### WHAT THE TASK ASKS
Look through the records that follow. Copy every line containing the word "blue".

━━━ PROVIDED RECORDS

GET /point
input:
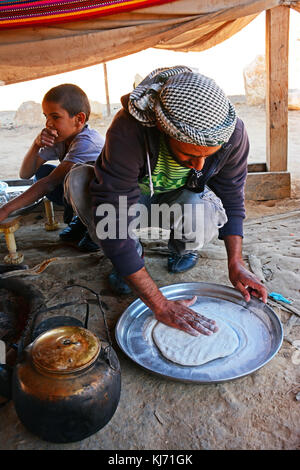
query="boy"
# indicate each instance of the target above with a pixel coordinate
(68, 138)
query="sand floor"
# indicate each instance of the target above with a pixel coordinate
(258, 411)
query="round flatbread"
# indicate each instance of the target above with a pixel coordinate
(187, 350)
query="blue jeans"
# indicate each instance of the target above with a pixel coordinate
(57, 195)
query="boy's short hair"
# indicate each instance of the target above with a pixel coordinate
(72, 98)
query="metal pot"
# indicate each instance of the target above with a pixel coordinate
(67, 384)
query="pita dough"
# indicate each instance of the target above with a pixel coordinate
(187, 350)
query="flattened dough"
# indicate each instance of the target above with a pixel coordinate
(187, 350)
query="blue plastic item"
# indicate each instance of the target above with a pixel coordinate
(276, 296)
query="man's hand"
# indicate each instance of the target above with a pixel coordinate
(246, 282)
(46, 138)
(175, 313)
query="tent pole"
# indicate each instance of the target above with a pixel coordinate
(277, 50)
(106, 89)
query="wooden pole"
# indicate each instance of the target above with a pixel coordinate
(277, 50)
(106, 89)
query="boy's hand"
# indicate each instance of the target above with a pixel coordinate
(4, 213)
(46, 138)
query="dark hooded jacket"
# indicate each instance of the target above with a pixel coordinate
(123, 163)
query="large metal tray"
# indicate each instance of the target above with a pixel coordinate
(257, 326)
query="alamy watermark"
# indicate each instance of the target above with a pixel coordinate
(185, 220)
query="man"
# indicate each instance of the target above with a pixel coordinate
(175, 122)
(67, 138)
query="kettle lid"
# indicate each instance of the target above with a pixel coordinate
(65, 349)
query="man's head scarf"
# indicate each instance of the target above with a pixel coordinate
(188, 106)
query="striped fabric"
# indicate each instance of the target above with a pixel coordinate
(19, 13)
(167, 175)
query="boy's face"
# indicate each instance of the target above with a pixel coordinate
(59, 121)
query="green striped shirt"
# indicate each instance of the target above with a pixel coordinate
(167, 174)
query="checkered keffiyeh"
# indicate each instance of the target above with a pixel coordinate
(188, 106)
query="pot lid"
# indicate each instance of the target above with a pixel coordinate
(65, 349)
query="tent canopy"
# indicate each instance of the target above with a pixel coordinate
(40, 50)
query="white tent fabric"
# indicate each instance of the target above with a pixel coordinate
(184, 25)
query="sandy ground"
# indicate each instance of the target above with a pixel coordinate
(259, 411)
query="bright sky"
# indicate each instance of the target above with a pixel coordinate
(224, 62)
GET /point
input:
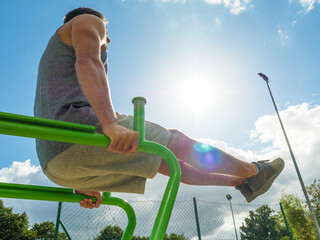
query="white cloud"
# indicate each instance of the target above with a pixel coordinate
(235, 6)
(283, 37)
(308, 5)
(217, 21)
(302, 123)
(21, 172)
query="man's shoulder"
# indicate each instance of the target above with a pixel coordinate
(87, 19)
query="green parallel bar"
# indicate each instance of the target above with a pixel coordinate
(52, 133)
(164, 213)
(197, 218)
(18, 125)
(56, 232)
(46, 122)
(138, 121)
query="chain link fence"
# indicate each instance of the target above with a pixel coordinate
(215, 219)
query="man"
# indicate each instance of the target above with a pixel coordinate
(73, 86)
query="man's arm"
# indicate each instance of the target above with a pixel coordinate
(88, 34)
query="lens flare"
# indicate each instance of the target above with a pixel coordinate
(208, 157)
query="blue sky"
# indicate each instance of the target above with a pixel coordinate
(196, 62)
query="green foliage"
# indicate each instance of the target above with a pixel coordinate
(263, 223)
(314, 193)
(115, 233)
(14, 226)
(298, 217)
(46, 231)
(110, 233)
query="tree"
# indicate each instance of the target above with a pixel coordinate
(314, 193)
(264, 223)
(115, 233)
(14, 226)
(298, 217)
(46, 231)
(110, 233)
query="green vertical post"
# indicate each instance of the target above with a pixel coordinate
(139, 117)
(285, 221)
(169, 197)
(197, 217)
(56, 233)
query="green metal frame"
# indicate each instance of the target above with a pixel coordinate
(25, 126)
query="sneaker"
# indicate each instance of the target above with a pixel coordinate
(268, 171)
(258, 184)
(246, 191)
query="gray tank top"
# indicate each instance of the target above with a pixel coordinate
(58, 94)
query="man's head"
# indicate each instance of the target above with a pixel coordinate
(82, 10)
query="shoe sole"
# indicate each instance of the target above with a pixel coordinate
(269, 182)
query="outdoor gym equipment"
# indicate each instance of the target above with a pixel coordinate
(25, 126)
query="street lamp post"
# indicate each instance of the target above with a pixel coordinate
(234, 224)
(313, 216)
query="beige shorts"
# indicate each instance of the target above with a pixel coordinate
(93, 168)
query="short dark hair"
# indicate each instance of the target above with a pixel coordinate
(82, 10)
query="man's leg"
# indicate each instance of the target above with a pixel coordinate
(206, 165)
(208, 159)
(194, 176)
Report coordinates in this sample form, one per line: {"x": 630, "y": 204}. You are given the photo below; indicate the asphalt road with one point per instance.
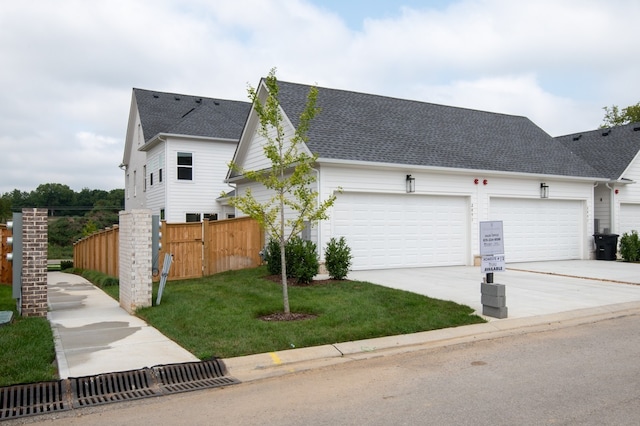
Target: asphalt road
{"x": 582, "y": 375}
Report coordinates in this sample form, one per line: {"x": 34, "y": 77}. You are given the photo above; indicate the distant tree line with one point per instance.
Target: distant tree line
{"x": 72, "y": 215}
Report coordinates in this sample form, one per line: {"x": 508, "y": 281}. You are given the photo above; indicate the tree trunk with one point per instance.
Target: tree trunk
{"x": 283, "y": 261}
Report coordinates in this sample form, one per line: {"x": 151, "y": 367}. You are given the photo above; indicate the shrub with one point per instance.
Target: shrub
{"x": 272, "y": 257}
{"x": 630, "y": 246}
{"x": 301, "y": 258}
{"x": 337, "y": 258}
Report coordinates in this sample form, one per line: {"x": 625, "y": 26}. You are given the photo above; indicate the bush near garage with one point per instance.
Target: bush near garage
{"x": 630, "y": 247}
{"x": 337, "y": 257}
{"x": 301, "y": 258}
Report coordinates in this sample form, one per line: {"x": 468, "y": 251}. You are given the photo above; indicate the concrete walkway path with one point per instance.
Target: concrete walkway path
{"x": 94, "y": 335}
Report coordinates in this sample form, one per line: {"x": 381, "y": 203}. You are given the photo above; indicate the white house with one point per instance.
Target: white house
{"x": 418, "y": 178}
{"x": 615, "y": 153}
{"x": 177, "y": 152}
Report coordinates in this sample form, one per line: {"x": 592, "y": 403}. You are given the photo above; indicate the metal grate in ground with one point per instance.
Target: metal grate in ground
{"x": 78, "y": 392}
{"x": 113, "y": 387}
{"x": 192, "y": 376}
{"x": 34, "y": 398}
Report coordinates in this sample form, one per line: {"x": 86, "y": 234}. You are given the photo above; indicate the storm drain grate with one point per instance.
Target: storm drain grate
{"x": 78, "y": 392}
{"x": 189, "y": 376}
{"x": 113, "y": 387}
{"x": 34, "y": 398}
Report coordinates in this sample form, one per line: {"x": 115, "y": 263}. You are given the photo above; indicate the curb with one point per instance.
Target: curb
{"x": 273, "y": 364}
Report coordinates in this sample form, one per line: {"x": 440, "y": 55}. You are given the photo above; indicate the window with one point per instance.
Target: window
{"x": 185, "y": 166}
{"x": 193, "y": 217}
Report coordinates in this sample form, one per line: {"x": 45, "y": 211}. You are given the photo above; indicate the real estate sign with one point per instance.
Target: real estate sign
{"x": 492, "y": 247}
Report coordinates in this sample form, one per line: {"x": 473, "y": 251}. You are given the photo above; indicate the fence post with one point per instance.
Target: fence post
{"x": 135, "y": 259}
{"x": 34, "y": 263}
{"x": 206, "y": 245}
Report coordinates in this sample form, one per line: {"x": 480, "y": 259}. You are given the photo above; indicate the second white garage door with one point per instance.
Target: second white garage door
{"x": 402, "y": 230}
{"x": 540, "y": 229}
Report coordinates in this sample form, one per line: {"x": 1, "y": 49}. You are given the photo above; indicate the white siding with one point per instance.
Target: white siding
{"x": 602, "y": 207}
{"x": 391, "y": 180}
{"x": 156, "y": 192}
{"x": 627, "y": 196}
{"x": 210, "y": 159}
{"x": 135, "y": 196}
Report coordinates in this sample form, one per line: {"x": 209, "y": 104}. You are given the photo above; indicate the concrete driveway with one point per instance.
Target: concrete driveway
{"x": 535, "y": 288}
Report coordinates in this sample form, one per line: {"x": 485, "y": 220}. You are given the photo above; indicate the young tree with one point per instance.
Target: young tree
{"x": 289, "y": 179}
{"x": 615, "y": 116}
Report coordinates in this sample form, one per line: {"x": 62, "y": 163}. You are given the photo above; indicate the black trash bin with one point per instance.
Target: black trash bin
{"x": 606, "y": 246}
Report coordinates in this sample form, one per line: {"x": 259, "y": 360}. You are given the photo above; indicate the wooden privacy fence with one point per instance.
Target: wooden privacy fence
{"x": 98, "y": 251}
{"x": 6, "y": 274}
{"x": 198, "y": 248}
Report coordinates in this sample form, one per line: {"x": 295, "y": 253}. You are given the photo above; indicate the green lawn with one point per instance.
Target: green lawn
{"x": 219, "y": 315}
{"x": 26, "y": 346}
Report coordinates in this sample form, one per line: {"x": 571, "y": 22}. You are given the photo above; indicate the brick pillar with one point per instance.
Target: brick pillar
{"x": 135, "y": 259}
{"x": 33, "y": 302}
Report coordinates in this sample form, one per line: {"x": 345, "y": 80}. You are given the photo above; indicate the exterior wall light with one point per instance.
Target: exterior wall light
{"x": 544, "y": 190}
{"x": 411, "y": 184}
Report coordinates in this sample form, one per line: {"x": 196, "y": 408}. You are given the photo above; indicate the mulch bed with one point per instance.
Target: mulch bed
{"x": 293, "y": 316}
{"x": 293, "y": 282}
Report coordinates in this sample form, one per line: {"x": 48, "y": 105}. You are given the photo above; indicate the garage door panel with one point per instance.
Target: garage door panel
{"x": 402, "y": 230}
{"x": 540, "y": 229}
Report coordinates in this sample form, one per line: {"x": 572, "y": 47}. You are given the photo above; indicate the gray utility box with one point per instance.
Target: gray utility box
{"x": 494, "y": 300}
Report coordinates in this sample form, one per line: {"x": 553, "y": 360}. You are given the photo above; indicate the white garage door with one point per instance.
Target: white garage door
{"x": 540, "y": 229}
{"x": 403, "y": 230}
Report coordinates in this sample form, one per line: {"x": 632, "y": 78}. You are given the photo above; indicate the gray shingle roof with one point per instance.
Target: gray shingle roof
{"x": 371, "y": 128}
{"x": 190, "y": 115}
{"x": 610, "y": 151}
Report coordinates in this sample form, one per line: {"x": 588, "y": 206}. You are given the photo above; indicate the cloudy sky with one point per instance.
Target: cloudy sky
{"x": 68, "y": 66}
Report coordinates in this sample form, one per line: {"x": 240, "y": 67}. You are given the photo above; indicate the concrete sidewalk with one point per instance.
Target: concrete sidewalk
{"x": 94, "y": 335}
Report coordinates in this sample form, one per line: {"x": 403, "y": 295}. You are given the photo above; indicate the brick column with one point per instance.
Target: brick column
{"x": 33, "y": 302}
{"x": 135, "y": 259}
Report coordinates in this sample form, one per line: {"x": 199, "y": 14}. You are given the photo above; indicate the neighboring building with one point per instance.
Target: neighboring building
{"x": 466, "y": 166}
{"x": 615, "y": 153}
{"x": 177, "y": 152}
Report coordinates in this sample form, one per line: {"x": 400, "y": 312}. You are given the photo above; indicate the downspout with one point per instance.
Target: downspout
{"x": 611, "y": 207}
{"x": 319, "y": 248}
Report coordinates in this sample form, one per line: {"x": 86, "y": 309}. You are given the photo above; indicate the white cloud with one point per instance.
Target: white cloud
{"x": 69, "y": 65}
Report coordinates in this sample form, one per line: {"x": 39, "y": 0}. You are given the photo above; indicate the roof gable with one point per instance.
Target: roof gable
{"x": 610, "y": 151}
{"x": 189, "y": 115}
{"x": 363, "y": 127}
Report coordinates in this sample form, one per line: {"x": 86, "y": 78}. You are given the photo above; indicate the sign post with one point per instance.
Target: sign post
{"x": 492, "y": 252}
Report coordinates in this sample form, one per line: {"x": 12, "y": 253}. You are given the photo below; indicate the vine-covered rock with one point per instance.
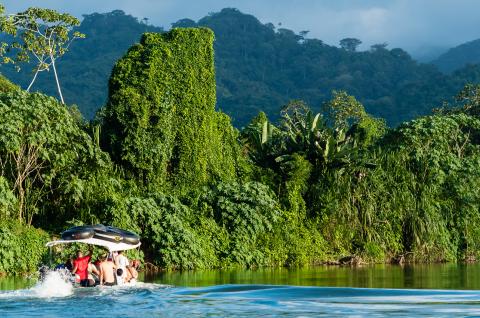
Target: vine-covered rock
{"x": 160, "y": 121}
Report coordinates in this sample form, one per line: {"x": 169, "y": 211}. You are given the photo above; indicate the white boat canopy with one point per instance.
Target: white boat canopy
{"x": 111, "y": 246}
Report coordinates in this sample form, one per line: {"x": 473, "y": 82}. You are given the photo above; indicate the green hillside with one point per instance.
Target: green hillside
{"x": 260, "y": 67}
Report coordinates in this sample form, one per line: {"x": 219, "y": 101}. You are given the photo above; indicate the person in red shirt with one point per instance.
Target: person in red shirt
{"x": 80, "y": 267}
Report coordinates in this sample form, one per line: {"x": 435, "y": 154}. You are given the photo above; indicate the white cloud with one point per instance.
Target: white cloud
{"x": 409, "y": 24}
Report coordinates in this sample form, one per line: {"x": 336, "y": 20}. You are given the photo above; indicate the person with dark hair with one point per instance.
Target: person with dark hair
{"x": 121, "y": 261}
{"x": 107, "y": 268}
{"x": 132, "y": 271}
{"x": 80, "y": 268}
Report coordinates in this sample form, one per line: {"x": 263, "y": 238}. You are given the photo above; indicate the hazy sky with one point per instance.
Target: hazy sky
{"x": 415, "y": 25}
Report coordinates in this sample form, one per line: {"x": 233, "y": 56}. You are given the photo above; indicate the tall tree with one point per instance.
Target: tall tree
{"x": 350, "y": 44}
{"x": 44, "y": 36}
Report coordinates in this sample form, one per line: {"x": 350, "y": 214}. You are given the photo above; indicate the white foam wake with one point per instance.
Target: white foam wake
{"x": 54, "y": 284}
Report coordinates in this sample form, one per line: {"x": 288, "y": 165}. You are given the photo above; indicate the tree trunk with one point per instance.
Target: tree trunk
{"x": 56, "y": 79}
{"x": 21, "y": 202}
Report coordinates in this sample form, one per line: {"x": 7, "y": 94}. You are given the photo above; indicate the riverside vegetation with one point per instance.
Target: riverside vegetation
{"x": 159, "y": 160}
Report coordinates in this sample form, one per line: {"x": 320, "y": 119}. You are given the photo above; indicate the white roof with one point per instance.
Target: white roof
{"x": 111, "y": 246}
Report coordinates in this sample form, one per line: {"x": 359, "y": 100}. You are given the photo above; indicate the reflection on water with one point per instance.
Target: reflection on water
{"x": 433, "y": 276}
{"x": 429, "y": 290}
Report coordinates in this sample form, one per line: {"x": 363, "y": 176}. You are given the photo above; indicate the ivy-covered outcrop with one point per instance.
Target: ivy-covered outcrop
{"x": 160, "y": 121}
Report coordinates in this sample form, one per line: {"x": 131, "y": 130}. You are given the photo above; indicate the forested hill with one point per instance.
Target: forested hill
{"x": 261, "y": 67}
{"x": 459, "y": 56}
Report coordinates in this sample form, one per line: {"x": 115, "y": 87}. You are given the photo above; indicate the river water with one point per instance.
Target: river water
{"x": 446, "y": 290}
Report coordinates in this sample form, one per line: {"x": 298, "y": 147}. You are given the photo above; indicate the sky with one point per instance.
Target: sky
{"x": 418, "y": 26}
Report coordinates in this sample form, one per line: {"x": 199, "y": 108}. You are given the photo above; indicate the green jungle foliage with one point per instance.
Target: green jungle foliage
{"x": 259, "y": 68}
{"x": 308, "y": 189}
{"x": 22, "y": 248}
{"x": 160, "y": 121}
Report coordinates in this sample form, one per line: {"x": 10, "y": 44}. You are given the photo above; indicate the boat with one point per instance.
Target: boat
{"x": 109, "y": 237}
{"x": 112, "y": 238}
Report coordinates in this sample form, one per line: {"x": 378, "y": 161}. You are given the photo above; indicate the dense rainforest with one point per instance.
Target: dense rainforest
{"x": 260, "y": 67}
{"x": 309, "y": 187}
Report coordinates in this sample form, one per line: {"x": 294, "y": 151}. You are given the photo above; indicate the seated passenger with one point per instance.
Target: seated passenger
{"x": 121, "y": 261}
{"x": 93, "y": 275}
{"x": 107, "y": 268}
{"x": 80, "y": 268}
{"x": 132, "y": 273}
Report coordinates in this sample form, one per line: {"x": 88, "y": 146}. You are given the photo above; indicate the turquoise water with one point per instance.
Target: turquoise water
{"x": 437, "y": 290}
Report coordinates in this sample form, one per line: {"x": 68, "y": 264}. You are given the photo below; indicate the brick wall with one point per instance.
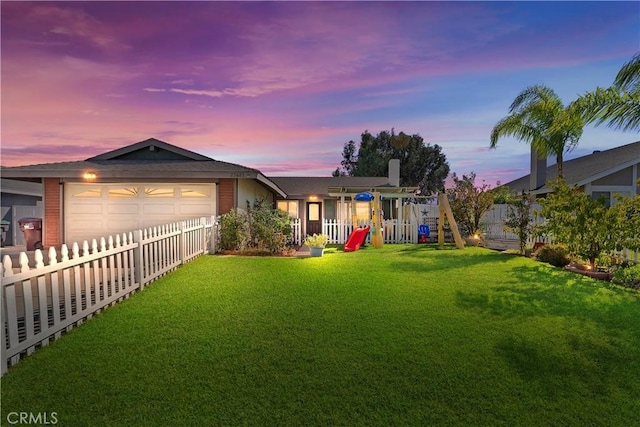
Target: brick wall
{"x": 51, "y": 224}
{"x": 226, "y": 195}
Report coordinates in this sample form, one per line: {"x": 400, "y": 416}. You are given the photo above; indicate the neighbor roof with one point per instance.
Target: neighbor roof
{"x": 585, "y": 169}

━━━━━━

### EXERCISE RESULT
query="blue jeans"
query="blue plastic item"
query="blue sky"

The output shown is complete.